• _What you need to do_
Reproduce all of the records exactly.

• _Task input_
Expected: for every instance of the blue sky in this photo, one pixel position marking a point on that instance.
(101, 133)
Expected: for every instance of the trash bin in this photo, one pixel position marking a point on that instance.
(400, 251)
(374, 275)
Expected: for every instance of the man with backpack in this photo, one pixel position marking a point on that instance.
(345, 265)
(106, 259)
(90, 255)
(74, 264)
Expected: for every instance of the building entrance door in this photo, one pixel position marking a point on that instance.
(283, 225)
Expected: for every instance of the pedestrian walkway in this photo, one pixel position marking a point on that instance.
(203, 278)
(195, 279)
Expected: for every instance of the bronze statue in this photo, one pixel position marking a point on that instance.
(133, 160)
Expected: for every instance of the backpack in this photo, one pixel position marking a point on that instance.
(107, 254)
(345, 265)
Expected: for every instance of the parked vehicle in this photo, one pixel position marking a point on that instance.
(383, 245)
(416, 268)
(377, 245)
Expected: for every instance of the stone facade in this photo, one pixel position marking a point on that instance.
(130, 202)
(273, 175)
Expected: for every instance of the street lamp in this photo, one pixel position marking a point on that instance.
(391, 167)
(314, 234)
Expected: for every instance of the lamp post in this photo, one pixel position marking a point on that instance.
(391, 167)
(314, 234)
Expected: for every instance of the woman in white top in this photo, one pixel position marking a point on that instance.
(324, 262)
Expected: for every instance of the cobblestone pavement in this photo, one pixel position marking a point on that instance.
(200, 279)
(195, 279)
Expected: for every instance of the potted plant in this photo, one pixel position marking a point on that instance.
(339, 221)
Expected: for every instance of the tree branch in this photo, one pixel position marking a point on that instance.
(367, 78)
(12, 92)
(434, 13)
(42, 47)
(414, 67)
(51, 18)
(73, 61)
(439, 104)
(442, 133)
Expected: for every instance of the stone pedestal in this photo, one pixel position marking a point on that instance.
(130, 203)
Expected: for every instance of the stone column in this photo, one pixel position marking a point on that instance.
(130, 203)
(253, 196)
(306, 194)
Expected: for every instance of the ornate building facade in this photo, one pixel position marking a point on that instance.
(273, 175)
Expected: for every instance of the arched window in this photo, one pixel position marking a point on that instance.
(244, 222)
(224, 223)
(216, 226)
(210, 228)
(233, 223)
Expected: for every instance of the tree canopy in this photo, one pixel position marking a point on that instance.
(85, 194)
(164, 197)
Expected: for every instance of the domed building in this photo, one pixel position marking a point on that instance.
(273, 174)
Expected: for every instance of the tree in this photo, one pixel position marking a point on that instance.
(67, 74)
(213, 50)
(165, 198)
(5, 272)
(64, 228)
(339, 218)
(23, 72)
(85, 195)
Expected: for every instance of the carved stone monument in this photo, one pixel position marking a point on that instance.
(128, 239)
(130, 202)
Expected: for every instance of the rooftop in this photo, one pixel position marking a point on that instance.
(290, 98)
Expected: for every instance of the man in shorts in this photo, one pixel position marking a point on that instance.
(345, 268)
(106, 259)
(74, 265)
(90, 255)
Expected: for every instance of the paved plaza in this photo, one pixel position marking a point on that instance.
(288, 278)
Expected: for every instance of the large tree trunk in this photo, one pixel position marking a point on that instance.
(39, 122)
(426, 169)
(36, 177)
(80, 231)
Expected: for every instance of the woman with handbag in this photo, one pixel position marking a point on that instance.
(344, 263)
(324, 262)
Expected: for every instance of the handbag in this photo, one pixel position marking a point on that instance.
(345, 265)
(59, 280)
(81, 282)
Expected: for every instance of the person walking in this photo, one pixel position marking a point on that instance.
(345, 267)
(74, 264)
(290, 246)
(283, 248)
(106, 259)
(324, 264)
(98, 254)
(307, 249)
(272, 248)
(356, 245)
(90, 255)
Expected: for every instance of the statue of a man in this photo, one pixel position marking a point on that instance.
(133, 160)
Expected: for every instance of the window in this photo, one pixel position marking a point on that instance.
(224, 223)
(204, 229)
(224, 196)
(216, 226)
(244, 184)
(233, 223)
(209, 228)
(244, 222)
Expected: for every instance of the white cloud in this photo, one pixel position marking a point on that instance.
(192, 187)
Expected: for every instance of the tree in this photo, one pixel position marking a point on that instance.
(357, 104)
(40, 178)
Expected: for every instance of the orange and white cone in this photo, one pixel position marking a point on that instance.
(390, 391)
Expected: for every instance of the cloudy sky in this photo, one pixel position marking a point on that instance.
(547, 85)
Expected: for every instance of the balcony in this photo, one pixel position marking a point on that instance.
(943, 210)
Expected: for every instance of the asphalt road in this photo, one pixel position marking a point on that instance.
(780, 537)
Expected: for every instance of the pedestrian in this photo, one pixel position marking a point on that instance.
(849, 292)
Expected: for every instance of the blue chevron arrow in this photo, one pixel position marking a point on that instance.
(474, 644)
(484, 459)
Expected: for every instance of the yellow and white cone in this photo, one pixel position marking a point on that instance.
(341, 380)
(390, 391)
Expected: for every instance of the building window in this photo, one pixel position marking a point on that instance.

• _Expected answer_
Expected: for every instance of the blue sky in this photo, one pixel position marking a point on that instance.
(101, 133)
Expected: for every instance of the trash bin in this photo, one pixel position marking a point on that instance.
(400, 251)
(374, 275)
Expected: for every instance of the man with backpack in this photo, one pixel position marking a point on that instance.
(345, 265)
(106, 259)
(90, 255)
(74, 264)
Expected: for every instance of the building entrance door in this photo, one pixel position marking a point on that instance.
(283, 225)
Expected: for every instance of the pedestrian walkway in this photo, one pixel position marking a point on that instance.
(203, 278)
(195, 279)
Expected: for every instance of the bronze statue in this photo, one pixel position marking a point on that instance.
(133, 160)
Expected: for every instance of the backpack in this photo, one pixel position marking a point on that instance.
(107, 254)
(345, 265)
Expected: for every instance of the parked vehicle in this photo, one pixel position marking a point on that instance.
(383, 245)
(416, 268)
(377, 245)
Expected: for every instance of the stone facade in this photo, one pixel position marking a point on that instance.
(130, 202)
(273, 175)
Expected: for every instance of the street lamp in this photo, one pixel position marking a point on that instance.
(391, 167)
(314, 234)
Expected: for every instance of the lamp post in this photo, one pixel position marking a point on that instance.
(391, 167)
(314, 234)
Expected: for every instance of the woman in white top in this photo, one pixel position marking a point on that instance.
(324, 262)
Expected: for every instance of the cobblestone pavement in this photo, one pixel position marking a point on that instance.
(200, 279)
(195, 279)
Expected: for every instance of the potted plant in this photo, one pixel position marking a point on that instance.
(339, 221)
Expected: for every instance of the tree branch in this photo, one pixel position marking a point on that instance.
(367, 78)
(12, 92)
(434, 13)
(42, 47)
(414, 67)
(51, 18)
(73, 61)
(439, 104)
(442, 133)
Expected: for every instance of the stone pedestal in this photo, one pixel position marking a point on that instance.
(130, 203)
Expected: for every instance of the stone column in this photo, one pixel position marking a point on that instance.
(130, 203)
(253, 196)
(306, 194)
Expected: for every instance of the ornate building facade in this photo, one pixel position marking a point on that instance.
(273, 175)
Expected: for every instance of the arched window in this photo, one pixel position marking a point on that instance.
(244, 222)
(224, 223)
(216, 226)
(210, 228)
(233, 223)
Expected: for every instance of the tree canopy in this photo, one pixel position marking a point on that instance.
(85, 194)
(164, 197)
Expected: for every instance of the domed building in this photo, one pixel position marking a point on that instance.
(273, 174)
Expected: for every instance of the tree in this photo, one pixel position marking a point on that instance.
(67, 74)
(213, 50)
(165, 198)
(5, 272)
(64, 228)
(339, 218)
(23, 72)
(85, 195)
Expected: for every instance of the carved stone monument in this photo, one pixel position marking a point on that instance.
(128, 239)
(130, 202)
Expected: for every instance of the rooftop in this photo, one pixel position marking a point on that instance.
(290, 98)
Expected: for every instance of the man in shorts in this photo, one pixel position marking a point on that instance.
(345, 268)
(106, 259)
(74, 265)
(90, 255)
Expected: for every instance of the paved plaza in this photo, one pixel position marking a point on that instance.
(288, 278)
Expected: for every instance of the large tree trunk in this photo, one pixel position marking a point on that instance.
(39, 122)
(426, 169)
(36, 177)
(80, 231)
Expected: for every instance of the woman with handbag in this photo, one pixel position marking a point on that instance.
(344, 263)
(324, 262)
Expected: for every instance of the handbag in this photo, one pixel position marking a point on that instance.
(345, 265)
(59, 280)
(81, 282)
Expected: for every instance of the person walking in this photo, one pixel position marking a point on that instance.
(345, 267)
(74, 264)
(290, 246)
(283, 248)
(106, 259)
(324, 264)
(98, 254)
(307, 249)
(272, 248)
(356, 245)
(90, 255)
Expected: for every instance of the statue of a man in this photo, one pixel position marking a point on that instance.
(133, 160)
Expected: for every instance of the window in this photo, one pixel position marking a point on that instance.
(224, 223)
(204, 229)
(224, 196)
(216, 226)
(244, 184)
(233, 223)
(209, 228)
(244, 222)
Expected: for every instance of the white cloud in this photo, one pixel position marking a point on that instance.
(192, 187)
Expected: for every instance of the tree in this photo, one pixel position marking a point on that instance.
(357, 104)
(40, 178)
Expected: for every instance of the orange and white cone in this photo, one pixel position marking a point on that instance.
(390, 391)
Expected: for every instance of the cloudy sky in this photo, one pixel position marking a point on that instance.
(547, 85)
Expected: for every instance of the balcony in this photo, one pixel position marking a point on that instance.
(943, 210)
Expected: for every instance of the asphalt road in this photo, one pixel position marking a point on that instance.
(780, 537)
Expected: for every instance of the pedestrian in this photo, one pixel position marking a point on that instance.
(849, 292)
Expected: for every instance of the blue chevron arrow in this photo, one pixel position marking a point on that instance.
(474, 644)
(484, 459)
Expected: for every instance of the yellow and white cone in this photo, one pixel position marking a point on that instance.
(341, 380)
(390, 391)
Expected: for every instance of the building window in this photo, one pixel position marking a point on that instance.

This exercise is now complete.